- _About this exercise_: Lines holding the string "vaulted": copy each one from the listing below.

#### Provided information ####

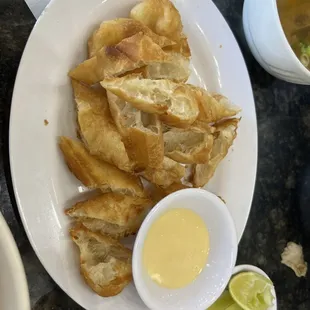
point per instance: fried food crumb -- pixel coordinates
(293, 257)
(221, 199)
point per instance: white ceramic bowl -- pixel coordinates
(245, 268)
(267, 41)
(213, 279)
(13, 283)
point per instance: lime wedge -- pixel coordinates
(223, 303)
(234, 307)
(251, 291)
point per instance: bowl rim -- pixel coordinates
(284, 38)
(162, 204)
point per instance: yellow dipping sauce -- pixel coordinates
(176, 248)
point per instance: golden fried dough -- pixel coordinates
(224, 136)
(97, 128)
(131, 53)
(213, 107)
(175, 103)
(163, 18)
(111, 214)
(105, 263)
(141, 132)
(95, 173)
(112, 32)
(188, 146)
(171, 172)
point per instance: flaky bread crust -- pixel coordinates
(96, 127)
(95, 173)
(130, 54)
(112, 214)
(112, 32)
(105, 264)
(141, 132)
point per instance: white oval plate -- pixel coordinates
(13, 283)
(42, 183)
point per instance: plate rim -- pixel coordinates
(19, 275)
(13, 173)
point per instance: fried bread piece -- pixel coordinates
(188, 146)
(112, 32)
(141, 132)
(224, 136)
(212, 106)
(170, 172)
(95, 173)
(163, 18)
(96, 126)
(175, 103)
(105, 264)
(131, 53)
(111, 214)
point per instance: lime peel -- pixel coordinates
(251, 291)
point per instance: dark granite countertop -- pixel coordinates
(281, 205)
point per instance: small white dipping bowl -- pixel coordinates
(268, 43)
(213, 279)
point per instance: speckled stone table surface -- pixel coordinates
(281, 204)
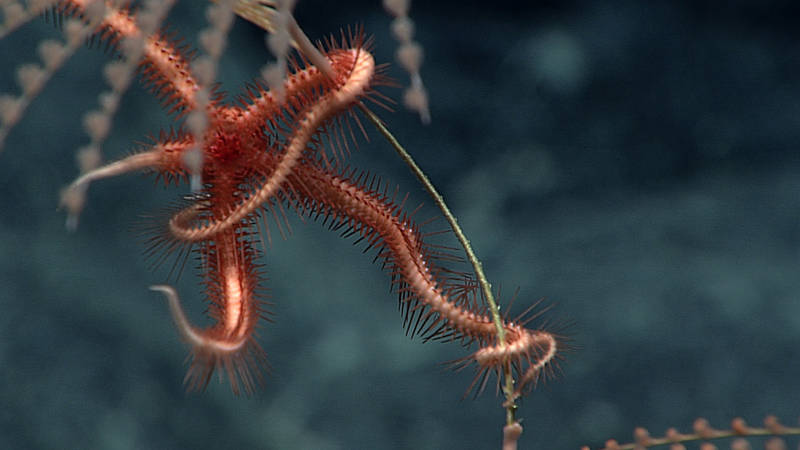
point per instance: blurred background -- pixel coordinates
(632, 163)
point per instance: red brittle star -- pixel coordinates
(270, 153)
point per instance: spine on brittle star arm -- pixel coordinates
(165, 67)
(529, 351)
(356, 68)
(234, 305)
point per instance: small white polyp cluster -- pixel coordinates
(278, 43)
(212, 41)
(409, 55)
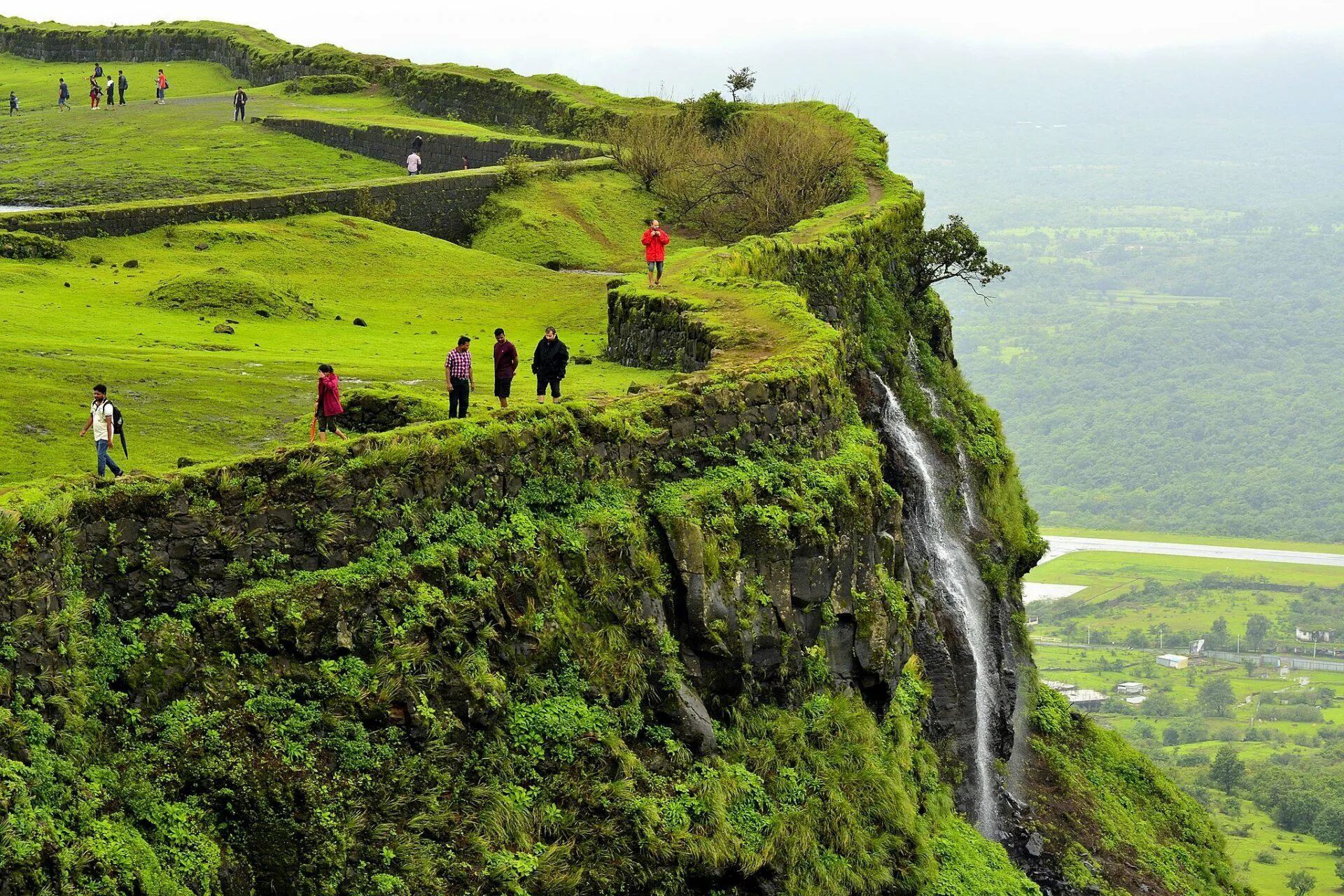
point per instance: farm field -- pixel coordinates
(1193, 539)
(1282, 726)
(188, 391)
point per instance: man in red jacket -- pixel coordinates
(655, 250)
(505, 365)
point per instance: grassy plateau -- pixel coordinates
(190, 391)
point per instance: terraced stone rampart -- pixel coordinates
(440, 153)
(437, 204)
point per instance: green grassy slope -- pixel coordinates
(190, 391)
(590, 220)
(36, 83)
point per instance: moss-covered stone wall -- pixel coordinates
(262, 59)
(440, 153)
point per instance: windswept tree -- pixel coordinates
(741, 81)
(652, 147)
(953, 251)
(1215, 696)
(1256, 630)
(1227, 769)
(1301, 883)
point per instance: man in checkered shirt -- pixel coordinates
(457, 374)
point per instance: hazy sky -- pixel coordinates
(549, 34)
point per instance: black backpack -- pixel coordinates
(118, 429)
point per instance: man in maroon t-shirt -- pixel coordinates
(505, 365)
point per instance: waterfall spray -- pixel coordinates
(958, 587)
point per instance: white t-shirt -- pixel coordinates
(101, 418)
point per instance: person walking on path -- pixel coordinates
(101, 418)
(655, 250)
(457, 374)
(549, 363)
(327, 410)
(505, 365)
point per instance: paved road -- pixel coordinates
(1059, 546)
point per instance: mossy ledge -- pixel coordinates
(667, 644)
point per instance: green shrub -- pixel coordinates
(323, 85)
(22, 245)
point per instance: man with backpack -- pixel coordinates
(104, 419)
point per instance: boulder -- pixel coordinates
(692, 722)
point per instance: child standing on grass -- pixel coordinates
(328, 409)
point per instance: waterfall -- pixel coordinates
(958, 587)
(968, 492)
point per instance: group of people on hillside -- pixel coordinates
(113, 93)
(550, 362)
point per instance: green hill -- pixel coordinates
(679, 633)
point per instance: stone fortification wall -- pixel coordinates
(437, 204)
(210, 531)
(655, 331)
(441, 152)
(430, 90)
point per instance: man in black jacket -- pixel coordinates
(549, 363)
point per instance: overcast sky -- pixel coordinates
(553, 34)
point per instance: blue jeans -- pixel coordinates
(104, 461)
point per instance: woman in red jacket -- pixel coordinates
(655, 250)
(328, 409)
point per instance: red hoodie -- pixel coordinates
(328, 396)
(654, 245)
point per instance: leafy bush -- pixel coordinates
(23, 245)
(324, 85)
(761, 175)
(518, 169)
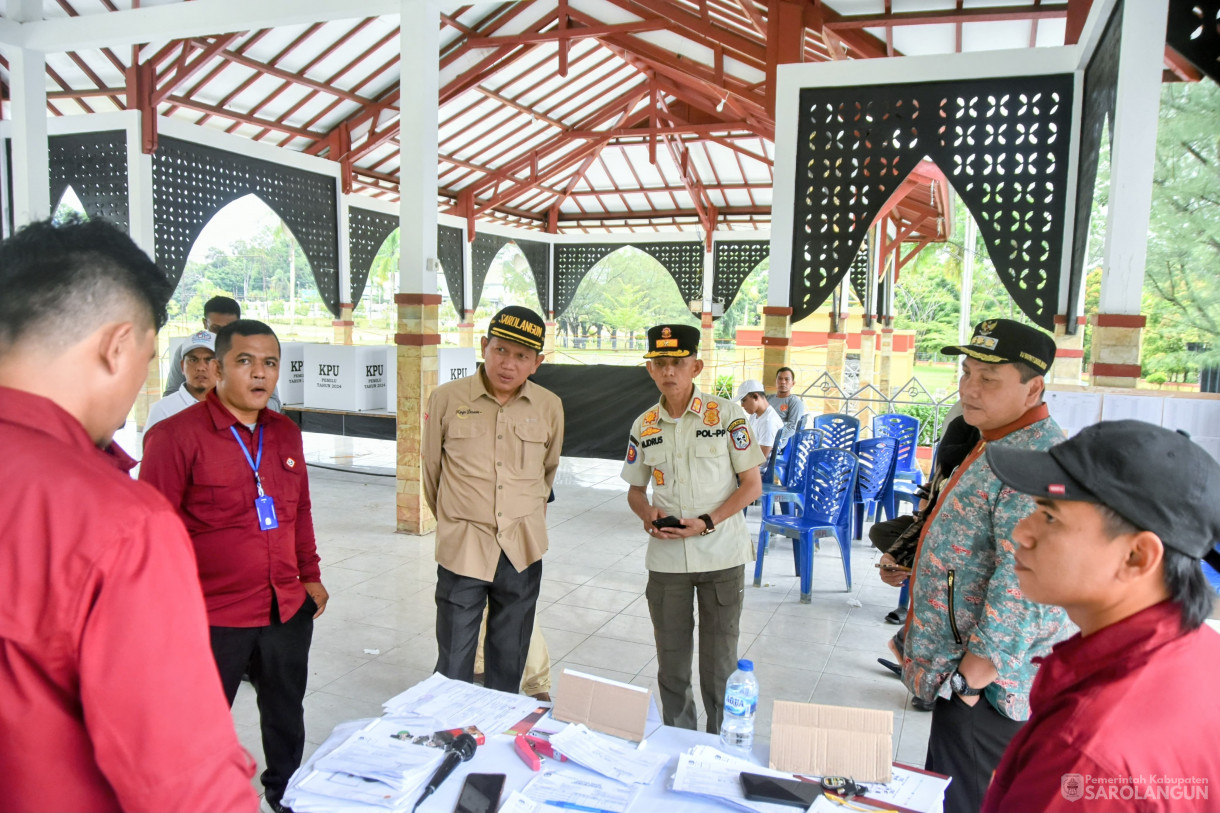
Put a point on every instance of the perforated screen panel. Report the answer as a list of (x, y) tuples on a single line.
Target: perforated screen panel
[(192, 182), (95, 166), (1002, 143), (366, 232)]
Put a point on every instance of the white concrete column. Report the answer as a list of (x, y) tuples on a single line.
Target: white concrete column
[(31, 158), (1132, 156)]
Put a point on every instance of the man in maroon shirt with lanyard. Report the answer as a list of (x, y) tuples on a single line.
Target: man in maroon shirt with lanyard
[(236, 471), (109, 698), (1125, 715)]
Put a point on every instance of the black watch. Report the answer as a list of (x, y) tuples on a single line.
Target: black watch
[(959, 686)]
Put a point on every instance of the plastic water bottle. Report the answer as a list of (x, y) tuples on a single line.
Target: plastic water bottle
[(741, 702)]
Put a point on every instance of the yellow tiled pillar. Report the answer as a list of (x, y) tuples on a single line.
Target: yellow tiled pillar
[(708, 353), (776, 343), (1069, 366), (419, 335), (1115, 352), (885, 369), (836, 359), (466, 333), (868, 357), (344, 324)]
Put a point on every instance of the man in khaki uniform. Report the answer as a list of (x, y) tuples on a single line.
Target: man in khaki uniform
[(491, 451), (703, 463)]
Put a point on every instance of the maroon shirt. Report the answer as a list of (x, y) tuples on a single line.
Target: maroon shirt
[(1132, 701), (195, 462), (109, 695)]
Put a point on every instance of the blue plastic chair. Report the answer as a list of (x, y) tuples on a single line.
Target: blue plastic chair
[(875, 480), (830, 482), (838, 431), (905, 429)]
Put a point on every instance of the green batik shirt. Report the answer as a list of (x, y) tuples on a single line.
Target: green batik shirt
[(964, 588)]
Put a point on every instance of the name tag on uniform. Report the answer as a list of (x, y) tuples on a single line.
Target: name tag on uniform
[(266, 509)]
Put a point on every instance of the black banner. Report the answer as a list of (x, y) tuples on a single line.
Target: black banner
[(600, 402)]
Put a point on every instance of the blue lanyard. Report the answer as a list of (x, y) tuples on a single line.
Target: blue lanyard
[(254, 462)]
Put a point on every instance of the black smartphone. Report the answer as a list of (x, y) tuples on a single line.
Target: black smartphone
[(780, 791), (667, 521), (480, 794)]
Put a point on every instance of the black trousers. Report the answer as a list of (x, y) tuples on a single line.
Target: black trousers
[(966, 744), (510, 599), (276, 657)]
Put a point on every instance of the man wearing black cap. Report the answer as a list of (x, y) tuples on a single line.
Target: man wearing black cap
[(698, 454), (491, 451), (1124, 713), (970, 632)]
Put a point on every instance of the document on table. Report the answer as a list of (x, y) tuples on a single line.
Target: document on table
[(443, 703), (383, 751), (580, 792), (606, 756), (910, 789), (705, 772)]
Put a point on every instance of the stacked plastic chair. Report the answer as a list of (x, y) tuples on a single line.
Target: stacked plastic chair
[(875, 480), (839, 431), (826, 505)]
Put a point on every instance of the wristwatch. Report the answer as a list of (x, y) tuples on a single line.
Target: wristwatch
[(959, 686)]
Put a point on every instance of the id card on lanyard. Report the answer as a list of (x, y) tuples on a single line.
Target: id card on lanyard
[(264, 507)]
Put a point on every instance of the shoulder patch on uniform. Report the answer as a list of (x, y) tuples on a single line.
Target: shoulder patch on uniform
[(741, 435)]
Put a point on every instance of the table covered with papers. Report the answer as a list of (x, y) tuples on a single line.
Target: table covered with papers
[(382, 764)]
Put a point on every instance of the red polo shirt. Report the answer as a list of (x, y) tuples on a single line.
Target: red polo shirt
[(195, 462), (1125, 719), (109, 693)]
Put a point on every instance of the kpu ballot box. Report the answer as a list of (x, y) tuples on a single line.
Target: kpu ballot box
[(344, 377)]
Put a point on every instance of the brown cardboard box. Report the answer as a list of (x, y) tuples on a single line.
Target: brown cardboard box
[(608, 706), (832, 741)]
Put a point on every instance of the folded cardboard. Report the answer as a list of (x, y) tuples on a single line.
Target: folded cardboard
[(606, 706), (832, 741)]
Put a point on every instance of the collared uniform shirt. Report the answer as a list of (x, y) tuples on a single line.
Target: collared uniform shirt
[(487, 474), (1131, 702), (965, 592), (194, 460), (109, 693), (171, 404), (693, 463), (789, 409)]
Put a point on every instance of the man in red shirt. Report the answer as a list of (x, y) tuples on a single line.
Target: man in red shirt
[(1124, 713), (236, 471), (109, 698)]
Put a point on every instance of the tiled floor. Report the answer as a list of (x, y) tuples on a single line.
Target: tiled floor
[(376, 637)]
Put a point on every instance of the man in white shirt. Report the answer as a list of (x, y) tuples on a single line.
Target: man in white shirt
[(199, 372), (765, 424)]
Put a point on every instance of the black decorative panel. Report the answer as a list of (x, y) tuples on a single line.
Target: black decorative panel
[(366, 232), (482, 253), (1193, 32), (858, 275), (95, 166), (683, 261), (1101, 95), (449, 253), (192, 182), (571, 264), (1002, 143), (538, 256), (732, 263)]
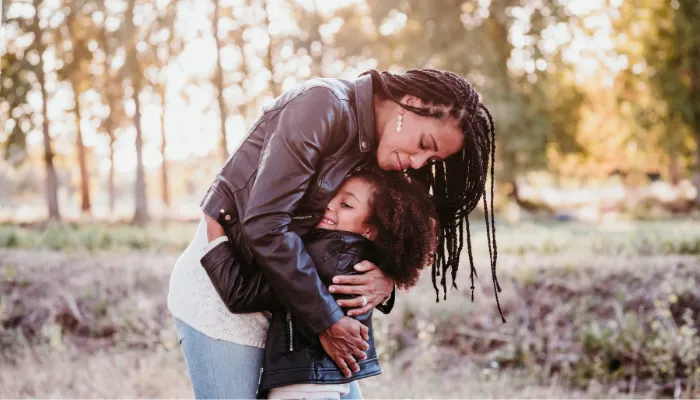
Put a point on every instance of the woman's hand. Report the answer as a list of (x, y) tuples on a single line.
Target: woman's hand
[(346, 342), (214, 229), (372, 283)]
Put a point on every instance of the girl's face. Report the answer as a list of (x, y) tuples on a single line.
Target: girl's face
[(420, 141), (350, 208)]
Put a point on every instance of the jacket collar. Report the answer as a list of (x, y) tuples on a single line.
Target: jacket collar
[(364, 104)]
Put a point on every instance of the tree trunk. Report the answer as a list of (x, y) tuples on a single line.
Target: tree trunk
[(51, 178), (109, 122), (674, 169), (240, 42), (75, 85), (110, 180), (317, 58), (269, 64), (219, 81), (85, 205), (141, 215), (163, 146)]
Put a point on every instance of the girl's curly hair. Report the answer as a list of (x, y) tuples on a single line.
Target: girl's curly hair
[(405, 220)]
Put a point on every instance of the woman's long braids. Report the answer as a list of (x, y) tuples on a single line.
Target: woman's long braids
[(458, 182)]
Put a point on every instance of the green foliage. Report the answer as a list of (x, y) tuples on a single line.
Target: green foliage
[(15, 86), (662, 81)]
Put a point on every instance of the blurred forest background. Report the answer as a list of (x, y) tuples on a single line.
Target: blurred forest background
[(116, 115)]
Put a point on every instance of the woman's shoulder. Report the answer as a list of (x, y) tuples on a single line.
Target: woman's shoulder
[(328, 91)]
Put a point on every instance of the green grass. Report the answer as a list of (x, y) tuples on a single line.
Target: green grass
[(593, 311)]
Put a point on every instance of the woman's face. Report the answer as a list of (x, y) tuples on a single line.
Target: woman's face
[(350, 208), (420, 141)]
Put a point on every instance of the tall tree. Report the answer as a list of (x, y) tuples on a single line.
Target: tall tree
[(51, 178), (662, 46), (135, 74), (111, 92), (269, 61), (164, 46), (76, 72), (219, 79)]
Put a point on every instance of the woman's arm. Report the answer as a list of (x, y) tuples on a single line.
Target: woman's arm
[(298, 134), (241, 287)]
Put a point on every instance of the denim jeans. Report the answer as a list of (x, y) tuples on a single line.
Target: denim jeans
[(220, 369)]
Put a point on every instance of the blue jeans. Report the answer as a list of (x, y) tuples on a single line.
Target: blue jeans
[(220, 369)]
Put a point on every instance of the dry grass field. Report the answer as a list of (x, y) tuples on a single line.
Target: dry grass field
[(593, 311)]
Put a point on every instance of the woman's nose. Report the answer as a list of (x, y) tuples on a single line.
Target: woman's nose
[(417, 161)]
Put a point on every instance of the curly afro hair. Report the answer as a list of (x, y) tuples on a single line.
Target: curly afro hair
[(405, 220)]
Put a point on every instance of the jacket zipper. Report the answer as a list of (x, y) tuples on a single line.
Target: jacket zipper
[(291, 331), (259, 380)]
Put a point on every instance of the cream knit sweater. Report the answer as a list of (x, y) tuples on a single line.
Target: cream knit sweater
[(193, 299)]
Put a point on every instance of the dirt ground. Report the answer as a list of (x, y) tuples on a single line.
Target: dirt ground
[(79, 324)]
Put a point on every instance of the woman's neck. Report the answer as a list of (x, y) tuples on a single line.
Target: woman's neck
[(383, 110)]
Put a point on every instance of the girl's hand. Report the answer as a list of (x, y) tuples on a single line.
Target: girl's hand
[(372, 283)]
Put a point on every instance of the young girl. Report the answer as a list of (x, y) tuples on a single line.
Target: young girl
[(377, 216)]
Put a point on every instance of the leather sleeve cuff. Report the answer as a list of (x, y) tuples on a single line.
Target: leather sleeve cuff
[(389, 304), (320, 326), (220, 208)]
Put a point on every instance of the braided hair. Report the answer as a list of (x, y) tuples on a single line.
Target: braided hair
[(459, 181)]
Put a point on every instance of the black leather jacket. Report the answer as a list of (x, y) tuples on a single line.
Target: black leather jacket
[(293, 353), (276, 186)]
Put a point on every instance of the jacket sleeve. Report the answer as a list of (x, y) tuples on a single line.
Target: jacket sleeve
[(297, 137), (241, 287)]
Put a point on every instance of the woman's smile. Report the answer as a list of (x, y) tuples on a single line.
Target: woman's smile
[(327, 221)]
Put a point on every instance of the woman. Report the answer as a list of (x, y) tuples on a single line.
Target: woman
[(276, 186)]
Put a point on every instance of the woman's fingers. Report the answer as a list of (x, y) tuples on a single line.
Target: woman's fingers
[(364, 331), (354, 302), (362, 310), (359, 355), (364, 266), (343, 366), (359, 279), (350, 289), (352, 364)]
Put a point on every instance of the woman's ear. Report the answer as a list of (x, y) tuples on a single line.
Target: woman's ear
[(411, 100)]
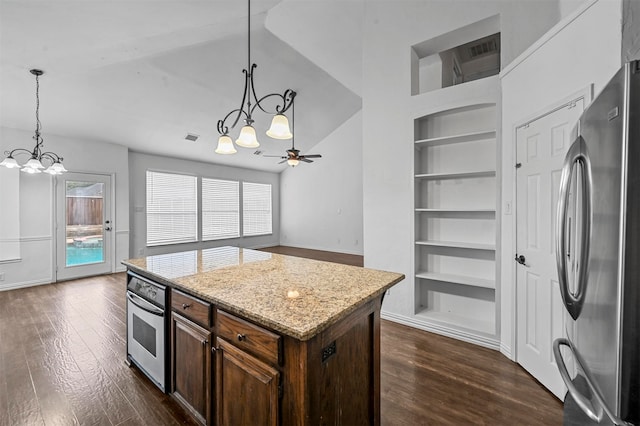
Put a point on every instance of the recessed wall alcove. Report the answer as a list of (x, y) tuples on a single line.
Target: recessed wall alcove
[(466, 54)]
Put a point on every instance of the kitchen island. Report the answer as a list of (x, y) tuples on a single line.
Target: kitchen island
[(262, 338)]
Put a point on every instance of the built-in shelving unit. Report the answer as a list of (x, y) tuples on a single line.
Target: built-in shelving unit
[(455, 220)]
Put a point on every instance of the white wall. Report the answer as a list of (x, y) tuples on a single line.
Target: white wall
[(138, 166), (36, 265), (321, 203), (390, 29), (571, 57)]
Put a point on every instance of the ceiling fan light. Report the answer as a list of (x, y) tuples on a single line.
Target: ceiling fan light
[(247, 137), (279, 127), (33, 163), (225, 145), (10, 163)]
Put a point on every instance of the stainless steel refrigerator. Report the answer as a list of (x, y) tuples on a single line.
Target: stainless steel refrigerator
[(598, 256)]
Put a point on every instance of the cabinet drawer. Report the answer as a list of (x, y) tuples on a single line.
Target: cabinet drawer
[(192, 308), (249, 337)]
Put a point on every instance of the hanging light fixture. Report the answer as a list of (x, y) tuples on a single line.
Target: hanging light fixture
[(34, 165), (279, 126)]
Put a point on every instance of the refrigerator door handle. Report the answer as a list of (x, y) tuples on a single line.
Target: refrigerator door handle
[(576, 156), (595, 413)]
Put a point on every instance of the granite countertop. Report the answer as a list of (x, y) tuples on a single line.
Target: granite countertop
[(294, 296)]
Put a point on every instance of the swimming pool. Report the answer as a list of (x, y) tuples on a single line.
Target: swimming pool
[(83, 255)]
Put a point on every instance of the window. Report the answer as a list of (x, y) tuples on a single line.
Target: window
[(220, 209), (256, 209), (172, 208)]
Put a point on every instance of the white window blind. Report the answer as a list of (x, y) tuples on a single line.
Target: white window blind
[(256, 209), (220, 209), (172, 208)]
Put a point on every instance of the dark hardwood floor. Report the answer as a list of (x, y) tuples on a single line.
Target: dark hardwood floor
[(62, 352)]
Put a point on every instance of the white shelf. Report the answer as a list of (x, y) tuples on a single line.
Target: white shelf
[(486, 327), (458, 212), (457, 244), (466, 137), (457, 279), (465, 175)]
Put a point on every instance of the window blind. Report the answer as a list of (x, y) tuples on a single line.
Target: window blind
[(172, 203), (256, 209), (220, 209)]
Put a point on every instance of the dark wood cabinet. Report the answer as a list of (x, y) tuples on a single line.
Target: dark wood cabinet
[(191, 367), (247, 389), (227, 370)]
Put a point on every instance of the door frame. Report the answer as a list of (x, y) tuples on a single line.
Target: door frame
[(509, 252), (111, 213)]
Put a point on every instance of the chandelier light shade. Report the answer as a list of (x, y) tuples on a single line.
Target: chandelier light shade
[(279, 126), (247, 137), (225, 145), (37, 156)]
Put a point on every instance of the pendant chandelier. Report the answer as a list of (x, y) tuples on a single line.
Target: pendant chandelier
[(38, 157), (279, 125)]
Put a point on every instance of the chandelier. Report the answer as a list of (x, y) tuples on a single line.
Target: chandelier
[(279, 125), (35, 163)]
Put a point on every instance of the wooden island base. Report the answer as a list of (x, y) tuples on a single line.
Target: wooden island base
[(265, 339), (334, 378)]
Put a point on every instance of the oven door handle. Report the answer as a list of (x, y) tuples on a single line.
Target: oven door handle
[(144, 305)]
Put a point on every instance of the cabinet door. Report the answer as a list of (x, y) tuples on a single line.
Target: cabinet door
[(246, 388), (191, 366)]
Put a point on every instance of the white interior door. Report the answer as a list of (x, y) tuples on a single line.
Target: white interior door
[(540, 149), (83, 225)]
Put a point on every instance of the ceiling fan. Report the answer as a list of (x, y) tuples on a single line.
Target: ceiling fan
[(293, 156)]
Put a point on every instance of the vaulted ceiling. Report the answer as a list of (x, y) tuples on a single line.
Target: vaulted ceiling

####

- _Completed task_:
Put a point on every instance of the vaulted ceiling. Report the answer as a list of (x, y) tuples on a single line.
Target: vaulted ceiling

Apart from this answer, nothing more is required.